REQUIRED ACTION:
Some lines below hold "jacket". Pick them out and copy them.

[[ SUPPLIED RECORDS, beginning ]]

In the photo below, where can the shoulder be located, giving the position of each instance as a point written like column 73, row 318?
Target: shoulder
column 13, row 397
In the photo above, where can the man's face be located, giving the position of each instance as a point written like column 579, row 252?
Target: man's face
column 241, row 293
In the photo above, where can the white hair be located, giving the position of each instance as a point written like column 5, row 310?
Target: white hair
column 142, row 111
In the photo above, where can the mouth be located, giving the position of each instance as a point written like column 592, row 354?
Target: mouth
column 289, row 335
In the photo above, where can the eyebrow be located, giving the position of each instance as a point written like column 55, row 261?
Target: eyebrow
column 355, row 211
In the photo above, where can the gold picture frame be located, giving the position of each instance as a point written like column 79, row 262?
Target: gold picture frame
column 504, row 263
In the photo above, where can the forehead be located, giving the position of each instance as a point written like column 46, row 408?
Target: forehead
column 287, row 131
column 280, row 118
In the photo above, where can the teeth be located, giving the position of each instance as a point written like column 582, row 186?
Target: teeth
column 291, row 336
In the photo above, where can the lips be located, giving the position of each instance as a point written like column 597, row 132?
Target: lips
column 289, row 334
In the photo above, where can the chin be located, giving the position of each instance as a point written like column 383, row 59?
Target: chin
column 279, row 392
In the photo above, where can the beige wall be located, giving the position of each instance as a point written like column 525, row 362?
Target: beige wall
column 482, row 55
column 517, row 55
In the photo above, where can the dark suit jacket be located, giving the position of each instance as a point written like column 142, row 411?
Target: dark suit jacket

[[ SUPPLIED RECORDS, end ]]
[[ SUPPLIED RECORDS, beginning ]]

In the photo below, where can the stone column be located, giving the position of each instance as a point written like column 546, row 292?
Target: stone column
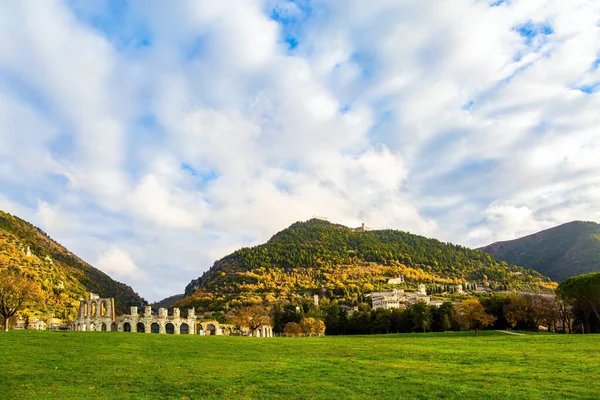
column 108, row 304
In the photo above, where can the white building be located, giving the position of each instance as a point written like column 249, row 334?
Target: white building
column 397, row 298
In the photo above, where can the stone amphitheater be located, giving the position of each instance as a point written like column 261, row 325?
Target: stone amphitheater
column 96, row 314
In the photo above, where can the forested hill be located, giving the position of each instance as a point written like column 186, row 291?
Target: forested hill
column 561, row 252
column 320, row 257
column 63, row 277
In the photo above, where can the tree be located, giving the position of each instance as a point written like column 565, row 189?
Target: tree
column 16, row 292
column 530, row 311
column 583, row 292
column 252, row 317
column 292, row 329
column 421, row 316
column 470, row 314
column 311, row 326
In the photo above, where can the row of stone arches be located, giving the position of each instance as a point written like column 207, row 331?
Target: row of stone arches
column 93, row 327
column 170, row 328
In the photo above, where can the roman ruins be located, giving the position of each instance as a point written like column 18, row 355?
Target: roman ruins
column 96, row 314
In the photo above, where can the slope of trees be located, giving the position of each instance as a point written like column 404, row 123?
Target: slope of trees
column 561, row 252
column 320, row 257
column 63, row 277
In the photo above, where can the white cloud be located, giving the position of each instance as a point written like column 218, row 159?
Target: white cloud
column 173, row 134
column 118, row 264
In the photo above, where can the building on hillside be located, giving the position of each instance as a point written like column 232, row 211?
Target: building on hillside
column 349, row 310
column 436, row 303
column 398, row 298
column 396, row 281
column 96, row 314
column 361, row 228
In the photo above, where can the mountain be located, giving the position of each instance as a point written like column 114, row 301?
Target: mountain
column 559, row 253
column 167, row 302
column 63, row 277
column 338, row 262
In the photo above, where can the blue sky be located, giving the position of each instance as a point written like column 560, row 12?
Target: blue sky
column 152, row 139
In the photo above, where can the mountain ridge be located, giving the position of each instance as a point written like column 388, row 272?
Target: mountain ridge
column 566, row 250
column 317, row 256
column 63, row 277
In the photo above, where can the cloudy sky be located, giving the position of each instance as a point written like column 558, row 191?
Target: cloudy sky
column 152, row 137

[[ SUPPLIED RECORDS, end ]]

RESULT FOR THIS TASK:
In the photo above, where can the dark suit jacket be located, giving the position of each instance as a point written like column 142, row 411?
Target: dark suit jacket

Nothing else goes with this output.